Extracted entries ::

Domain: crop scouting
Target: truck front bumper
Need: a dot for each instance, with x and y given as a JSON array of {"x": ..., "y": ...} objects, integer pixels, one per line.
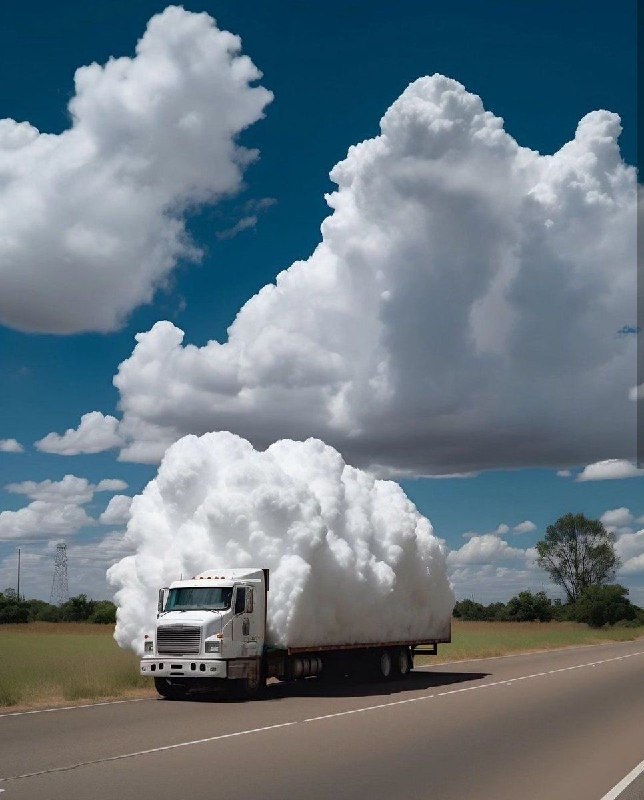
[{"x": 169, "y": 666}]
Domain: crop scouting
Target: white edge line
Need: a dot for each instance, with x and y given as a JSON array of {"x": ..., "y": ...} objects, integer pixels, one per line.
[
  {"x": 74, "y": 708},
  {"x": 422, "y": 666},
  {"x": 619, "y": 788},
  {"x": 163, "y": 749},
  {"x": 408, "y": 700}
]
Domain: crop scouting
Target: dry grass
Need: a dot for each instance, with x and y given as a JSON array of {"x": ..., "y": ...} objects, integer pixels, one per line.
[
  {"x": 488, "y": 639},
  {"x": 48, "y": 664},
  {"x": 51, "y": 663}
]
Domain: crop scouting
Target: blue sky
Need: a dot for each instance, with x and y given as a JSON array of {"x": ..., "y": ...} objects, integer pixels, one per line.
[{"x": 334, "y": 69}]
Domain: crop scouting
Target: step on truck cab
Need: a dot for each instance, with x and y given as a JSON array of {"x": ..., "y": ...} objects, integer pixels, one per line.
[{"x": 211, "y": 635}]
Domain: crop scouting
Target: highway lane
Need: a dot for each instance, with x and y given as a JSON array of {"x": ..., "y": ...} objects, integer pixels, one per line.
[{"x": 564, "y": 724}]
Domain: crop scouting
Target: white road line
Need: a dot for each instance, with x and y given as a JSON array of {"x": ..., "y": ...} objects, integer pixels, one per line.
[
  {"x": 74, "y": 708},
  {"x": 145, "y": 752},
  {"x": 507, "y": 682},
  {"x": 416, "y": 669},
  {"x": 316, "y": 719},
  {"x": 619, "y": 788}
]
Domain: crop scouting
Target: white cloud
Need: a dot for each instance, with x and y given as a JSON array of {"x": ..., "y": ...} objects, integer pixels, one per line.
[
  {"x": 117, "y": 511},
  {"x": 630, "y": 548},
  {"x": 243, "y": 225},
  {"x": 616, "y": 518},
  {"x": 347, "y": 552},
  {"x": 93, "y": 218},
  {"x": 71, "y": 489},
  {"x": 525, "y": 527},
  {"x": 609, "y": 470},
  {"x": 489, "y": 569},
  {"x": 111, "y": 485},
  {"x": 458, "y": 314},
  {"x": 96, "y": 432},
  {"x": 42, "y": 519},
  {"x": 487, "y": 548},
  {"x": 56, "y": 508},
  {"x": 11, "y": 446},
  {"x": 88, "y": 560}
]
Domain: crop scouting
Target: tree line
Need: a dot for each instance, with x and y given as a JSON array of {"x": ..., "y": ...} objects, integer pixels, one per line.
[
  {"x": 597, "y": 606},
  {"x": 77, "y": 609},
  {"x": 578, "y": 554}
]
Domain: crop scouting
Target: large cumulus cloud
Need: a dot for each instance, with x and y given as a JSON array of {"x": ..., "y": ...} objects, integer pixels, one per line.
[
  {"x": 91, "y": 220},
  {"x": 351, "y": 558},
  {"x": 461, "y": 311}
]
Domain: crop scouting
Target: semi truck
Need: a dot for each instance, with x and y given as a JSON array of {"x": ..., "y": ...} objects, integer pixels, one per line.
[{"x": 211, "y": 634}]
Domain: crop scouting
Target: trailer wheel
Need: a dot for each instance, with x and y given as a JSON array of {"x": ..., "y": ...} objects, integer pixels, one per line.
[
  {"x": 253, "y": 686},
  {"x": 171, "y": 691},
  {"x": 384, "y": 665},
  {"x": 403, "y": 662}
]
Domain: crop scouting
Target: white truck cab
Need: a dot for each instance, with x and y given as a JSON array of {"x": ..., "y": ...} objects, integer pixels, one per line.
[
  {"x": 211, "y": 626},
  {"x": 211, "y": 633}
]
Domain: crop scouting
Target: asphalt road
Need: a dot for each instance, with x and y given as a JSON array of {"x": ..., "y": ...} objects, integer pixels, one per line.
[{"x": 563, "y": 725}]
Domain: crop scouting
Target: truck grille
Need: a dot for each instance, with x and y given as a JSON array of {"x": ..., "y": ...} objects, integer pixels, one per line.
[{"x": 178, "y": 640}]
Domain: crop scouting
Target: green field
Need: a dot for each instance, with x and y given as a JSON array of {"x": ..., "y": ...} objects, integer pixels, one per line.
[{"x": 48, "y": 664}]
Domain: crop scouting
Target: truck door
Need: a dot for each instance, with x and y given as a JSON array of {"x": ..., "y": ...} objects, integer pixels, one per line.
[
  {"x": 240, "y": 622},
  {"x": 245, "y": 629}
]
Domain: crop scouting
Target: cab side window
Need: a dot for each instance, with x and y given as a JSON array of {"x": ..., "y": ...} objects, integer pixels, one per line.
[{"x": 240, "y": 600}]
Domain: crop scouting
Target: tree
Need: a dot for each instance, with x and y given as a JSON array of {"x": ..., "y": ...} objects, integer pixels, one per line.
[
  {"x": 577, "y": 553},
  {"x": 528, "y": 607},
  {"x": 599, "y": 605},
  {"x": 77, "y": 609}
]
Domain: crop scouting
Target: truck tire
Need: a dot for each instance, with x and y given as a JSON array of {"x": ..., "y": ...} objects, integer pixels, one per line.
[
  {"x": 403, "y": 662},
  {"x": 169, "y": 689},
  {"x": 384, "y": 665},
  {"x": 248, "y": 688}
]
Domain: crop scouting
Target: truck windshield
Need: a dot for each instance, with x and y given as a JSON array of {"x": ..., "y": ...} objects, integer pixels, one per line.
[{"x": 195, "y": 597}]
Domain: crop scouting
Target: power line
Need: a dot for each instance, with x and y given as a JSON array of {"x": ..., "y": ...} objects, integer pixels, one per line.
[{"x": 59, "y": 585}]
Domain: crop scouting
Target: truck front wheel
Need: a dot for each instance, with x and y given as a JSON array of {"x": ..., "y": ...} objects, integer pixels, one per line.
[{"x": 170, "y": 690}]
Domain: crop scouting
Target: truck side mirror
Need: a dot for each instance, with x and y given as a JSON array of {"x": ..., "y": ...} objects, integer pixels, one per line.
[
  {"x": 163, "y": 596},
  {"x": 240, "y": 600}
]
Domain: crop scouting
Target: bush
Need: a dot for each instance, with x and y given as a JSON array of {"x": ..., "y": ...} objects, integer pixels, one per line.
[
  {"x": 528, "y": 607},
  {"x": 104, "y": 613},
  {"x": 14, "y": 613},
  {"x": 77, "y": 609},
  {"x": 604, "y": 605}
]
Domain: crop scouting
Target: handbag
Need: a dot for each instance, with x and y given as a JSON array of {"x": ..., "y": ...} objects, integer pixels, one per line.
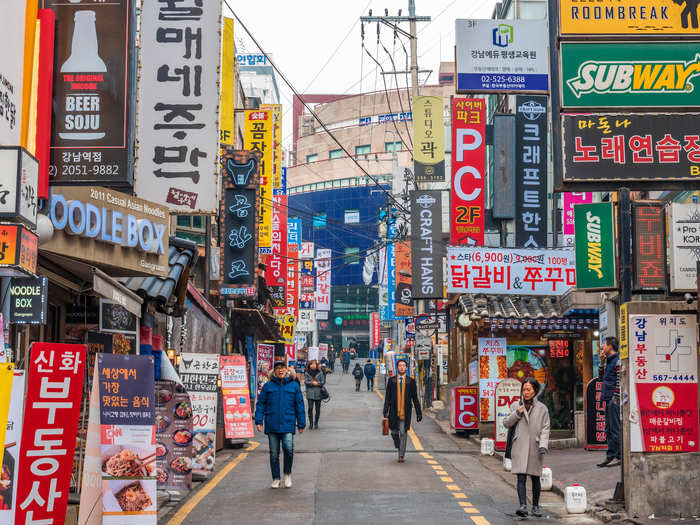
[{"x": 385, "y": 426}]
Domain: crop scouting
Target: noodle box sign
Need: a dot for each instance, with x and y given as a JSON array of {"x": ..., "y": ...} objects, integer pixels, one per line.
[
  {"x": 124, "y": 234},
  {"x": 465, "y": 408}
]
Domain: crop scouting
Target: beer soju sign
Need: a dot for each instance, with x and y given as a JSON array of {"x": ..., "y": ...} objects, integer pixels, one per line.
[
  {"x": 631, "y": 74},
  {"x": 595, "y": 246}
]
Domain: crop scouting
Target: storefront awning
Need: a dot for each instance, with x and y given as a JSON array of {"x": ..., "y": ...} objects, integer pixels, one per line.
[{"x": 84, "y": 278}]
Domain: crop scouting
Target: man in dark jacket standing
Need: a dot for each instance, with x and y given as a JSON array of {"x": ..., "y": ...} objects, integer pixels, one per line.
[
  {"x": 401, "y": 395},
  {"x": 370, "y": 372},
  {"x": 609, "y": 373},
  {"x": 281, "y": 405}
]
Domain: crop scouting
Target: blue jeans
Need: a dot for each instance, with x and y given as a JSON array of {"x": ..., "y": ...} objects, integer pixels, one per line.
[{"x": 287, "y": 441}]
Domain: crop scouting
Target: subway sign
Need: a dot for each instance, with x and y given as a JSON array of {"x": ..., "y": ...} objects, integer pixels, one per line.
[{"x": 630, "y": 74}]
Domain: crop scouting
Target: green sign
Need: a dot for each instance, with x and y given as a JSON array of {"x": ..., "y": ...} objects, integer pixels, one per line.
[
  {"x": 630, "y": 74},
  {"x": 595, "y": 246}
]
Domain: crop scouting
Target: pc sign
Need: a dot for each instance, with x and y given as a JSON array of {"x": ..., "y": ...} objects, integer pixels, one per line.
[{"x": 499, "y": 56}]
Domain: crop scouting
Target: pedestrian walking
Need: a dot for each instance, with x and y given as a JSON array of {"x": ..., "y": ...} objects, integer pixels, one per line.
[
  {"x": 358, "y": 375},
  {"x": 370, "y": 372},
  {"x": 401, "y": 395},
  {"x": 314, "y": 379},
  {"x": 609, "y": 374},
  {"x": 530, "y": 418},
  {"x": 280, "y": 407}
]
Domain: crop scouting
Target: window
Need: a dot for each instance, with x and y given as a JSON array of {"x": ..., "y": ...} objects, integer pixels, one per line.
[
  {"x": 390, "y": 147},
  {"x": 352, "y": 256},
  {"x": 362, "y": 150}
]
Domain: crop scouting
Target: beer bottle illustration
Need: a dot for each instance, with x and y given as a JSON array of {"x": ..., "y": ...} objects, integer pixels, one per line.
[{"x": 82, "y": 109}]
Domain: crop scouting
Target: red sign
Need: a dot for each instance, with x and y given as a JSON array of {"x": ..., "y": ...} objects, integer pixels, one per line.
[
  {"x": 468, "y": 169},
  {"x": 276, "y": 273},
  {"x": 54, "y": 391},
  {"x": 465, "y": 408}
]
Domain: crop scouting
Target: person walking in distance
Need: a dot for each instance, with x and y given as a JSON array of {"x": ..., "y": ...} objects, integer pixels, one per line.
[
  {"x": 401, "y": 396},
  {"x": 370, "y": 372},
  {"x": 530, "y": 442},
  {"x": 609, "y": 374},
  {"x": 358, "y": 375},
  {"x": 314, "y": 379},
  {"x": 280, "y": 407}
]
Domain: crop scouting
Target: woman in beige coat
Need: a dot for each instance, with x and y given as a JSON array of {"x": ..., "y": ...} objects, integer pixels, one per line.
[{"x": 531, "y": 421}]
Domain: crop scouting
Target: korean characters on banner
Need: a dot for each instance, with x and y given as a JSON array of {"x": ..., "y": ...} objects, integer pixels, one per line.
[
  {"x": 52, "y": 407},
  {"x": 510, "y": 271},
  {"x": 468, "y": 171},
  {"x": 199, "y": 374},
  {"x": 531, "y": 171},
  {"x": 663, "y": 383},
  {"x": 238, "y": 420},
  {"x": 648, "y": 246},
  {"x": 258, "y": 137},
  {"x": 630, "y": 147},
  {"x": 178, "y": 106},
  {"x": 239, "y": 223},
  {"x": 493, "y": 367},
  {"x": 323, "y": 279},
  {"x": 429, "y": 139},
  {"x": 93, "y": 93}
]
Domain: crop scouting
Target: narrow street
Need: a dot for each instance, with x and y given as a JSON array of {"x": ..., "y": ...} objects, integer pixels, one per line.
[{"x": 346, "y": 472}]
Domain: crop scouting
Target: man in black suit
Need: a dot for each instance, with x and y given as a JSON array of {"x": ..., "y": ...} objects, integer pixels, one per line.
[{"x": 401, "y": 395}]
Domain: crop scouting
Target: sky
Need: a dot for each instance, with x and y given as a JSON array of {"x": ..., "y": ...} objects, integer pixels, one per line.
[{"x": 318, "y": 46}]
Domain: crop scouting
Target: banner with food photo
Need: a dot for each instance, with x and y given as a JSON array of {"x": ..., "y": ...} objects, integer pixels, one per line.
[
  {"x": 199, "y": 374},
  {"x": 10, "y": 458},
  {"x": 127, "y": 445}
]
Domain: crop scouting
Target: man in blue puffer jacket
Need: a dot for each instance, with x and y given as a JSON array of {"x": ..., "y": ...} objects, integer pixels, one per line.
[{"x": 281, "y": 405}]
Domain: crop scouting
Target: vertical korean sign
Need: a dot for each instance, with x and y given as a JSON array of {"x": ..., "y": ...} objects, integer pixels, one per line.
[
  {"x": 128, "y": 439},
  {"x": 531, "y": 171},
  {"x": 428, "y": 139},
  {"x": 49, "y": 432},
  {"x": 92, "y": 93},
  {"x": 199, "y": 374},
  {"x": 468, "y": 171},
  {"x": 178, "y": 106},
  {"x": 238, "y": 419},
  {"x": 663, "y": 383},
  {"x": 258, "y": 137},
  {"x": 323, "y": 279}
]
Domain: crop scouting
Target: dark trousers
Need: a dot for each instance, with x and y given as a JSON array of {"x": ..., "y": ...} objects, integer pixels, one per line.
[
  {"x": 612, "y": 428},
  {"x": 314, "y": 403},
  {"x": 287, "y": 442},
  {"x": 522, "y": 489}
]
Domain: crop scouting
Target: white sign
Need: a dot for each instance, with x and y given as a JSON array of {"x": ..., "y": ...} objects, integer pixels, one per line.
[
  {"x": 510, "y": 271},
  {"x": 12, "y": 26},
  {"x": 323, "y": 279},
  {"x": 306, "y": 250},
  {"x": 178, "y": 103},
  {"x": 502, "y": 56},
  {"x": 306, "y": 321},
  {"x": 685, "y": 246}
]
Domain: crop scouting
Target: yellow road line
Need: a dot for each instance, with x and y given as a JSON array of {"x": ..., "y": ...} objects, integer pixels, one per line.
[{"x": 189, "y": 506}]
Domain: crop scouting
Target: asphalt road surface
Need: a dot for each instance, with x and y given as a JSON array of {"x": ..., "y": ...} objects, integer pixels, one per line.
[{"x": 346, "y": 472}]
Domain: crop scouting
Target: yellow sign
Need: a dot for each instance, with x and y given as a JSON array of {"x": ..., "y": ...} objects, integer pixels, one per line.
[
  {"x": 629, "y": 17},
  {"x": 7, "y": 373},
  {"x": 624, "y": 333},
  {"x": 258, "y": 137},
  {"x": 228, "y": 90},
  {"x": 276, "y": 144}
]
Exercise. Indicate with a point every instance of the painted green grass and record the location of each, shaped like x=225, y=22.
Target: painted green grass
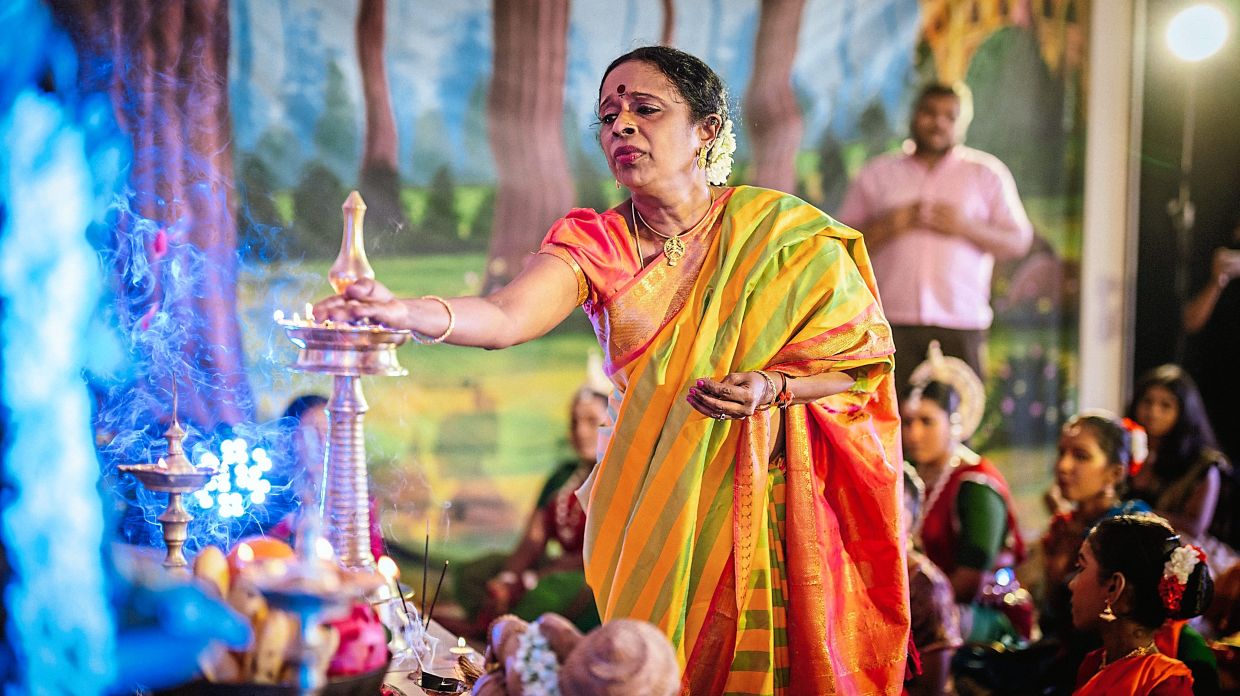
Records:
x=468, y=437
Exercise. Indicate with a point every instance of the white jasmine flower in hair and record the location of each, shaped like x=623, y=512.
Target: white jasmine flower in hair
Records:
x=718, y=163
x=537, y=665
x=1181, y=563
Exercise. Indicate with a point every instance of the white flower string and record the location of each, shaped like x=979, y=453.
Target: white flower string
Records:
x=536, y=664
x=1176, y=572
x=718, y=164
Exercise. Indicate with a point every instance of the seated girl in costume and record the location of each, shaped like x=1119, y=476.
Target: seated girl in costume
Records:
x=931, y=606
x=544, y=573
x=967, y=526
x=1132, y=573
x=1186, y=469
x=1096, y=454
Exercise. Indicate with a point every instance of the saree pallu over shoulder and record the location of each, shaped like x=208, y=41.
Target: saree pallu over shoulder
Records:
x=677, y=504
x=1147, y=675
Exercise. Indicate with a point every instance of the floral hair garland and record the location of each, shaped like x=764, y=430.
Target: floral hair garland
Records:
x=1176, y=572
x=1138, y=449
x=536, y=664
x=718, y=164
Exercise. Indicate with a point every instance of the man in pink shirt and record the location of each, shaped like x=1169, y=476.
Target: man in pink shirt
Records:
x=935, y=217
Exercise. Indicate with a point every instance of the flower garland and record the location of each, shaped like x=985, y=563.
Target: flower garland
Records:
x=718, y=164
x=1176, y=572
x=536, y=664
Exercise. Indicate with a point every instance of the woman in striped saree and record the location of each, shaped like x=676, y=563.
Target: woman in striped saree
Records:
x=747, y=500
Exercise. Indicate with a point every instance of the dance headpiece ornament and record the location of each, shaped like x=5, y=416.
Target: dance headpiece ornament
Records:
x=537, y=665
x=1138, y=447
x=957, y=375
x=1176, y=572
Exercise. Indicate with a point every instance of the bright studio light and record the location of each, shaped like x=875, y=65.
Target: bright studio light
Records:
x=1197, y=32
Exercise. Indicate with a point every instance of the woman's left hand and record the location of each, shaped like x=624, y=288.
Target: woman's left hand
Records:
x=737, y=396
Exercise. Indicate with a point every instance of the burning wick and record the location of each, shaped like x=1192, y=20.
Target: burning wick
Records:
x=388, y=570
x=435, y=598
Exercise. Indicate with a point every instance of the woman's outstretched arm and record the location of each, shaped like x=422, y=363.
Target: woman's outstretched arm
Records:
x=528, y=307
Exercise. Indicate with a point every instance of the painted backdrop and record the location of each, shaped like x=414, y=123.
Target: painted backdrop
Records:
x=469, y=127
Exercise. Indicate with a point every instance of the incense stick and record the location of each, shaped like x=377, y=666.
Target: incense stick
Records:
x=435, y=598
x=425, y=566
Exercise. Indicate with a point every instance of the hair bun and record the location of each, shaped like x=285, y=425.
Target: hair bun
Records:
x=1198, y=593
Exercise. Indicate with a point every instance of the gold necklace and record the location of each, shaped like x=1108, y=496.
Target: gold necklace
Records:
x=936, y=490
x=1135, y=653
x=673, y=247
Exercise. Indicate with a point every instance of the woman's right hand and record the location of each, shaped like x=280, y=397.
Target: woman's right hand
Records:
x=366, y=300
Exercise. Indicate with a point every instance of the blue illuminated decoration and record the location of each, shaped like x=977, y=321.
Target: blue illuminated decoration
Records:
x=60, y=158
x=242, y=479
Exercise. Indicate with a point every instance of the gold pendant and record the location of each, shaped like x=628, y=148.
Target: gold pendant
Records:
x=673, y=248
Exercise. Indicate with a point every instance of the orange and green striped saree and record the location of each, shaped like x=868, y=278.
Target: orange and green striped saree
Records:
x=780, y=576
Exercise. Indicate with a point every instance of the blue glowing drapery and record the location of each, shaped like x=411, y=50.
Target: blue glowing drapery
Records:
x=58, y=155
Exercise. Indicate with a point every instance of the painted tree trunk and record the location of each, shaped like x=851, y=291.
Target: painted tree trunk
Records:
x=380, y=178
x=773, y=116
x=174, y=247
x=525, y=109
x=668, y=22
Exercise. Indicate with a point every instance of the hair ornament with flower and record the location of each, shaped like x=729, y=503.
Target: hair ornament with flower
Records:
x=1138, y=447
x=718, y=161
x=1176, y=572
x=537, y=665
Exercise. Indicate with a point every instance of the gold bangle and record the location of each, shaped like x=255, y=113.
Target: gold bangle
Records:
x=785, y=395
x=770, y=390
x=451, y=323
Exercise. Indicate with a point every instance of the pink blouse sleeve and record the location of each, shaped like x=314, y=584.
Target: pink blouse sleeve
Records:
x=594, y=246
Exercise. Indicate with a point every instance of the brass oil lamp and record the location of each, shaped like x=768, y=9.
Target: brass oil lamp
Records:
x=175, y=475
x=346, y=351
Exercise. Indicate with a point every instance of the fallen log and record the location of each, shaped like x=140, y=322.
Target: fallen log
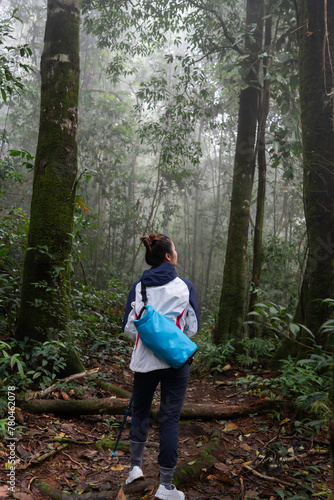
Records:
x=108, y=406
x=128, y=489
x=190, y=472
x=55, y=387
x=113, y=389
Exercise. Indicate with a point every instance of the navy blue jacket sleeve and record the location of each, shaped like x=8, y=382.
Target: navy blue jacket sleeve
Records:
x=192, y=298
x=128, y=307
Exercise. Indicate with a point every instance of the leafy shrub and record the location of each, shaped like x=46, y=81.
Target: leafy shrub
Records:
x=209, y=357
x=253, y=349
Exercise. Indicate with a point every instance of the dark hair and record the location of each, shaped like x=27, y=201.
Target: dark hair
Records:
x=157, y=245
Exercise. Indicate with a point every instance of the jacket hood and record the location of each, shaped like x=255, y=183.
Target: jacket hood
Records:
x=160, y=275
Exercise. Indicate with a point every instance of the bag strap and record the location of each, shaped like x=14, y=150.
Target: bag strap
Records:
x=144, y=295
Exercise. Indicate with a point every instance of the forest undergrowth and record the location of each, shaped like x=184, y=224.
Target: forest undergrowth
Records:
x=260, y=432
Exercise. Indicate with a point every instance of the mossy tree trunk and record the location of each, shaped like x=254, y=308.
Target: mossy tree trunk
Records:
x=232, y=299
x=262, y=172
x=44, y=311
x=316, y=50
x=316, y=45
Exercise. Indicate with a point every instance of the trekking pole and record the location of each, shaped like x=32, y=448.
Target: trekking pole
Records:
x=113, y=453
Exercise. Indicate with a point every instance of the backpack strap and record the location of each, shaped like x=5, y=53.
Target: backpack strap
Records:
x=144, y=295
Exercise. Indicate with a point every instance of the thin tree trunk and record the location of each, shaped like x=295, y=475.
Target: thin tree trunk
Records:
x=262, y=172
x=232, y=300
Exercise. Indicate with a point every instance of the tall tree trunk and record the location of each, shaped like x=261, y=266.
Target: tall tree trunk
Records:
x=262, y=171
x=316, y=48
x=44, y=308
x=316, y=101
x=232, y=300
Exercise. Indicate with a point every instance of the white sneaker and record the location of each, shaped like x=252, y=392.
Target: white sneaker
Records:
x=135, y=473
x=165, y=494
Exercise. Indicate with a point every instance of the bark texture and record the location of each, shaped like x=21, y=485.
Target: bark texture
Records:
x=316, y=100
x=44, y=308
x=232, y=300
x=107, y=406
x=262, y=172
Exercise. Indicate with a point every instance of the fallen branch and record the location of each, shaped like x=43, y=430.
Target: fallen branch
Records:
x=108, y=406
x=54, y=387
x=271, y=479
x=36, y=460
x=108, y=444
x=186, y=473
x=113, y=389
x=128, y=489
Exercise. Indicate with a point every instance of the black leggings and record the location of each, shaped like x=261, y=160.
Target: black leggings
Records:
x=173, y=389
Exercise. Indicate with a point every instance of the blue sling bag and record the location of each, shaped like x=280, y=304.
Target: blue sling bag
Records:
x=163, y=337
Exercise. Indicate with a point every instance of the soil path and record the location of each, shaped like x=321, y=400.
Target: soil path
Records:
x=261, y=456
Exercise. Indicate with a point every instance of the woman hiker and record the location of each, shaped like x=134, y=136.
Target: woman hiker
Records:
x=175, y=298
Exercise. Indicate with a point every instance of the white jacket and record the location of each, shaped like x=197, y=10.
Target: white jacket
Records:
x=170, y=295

Your goal :: Begin with the line that contains "Exercise. Indicate with a point every instance of the backpack" and quote each line after it exactly, stopping after the last line of the data.

Final result ::
Exercise. Indicate with a point every instance of the backpack strap and record the location of each, shaped like x=5, y=53.
Target: backpack strap
Records:
x=144, y=295
Exercise. Indicate with a point every instance of the thin tree trunk and record the location of each, shaped like x=295, y=475.
Target: thin tree trunk
Records:
x=262, y=172
x=232, y=300
Exercise. Indicate with a point every instance of the tall tree trunk and record the location of each, shaped like x=261, y=266.
Target: tall tree trunk
Records:
x=262, y=171
x=316, y=48
x=44, y=308
x=316, y=101
x=232, y=300
Exercise. Indicate with a point every instance of the white sneaker and record the location of each, shaped like x=252, y=392.
Target: white sneaker
Records:
x=135, y=473
x=165, y=494
Exercise. Indicate with a point every instance of the bark texture and record the location of each, shaped like x=21, y=485.
Target: bark texture
Records:
x=316, y=100
x=44, y=308
x=232, y=300
x=107, y=406
x=262, y=172
Exercise. Indicate with a point every instance of the fallen branch and record the location of each, shaped like x=43, y=430.
Target: fallen branch
Records:
x=108, y=406
x=54, y=387
x=271, y=479
x=36, y=460
x=108, y=444
x=186, y=473
x=113, y=389
x=128, y=489
Exercise. Indicate with a point every instance of the black leggings and record the location of each, shaped like x=261, y=160.
Target: black leggings
Records:
x=173, y=389
Exercise. Indicate with a point every instance of the blue sling bag and record the location of each, shaped like x=280, y=304.
Target: blue sling bag
Records:
x=163, y=337
Exercise. Indicate with a point every instance of the soil path and record the location of each, shaped like x=321, y=400.
Target: soil path
Records:
x=261, y=456
Exercise. Indicate with a point every instance of the woman hiker and record the location of each, shaped like x=134, y=136.
Target: woman hiker
Records:
x=175, y=298
Exercise. Indicate with a point every instance of the white jacket and record the location of each, shaped like x=197, y=10.
Target: white jacket
Records:
x=170, y=295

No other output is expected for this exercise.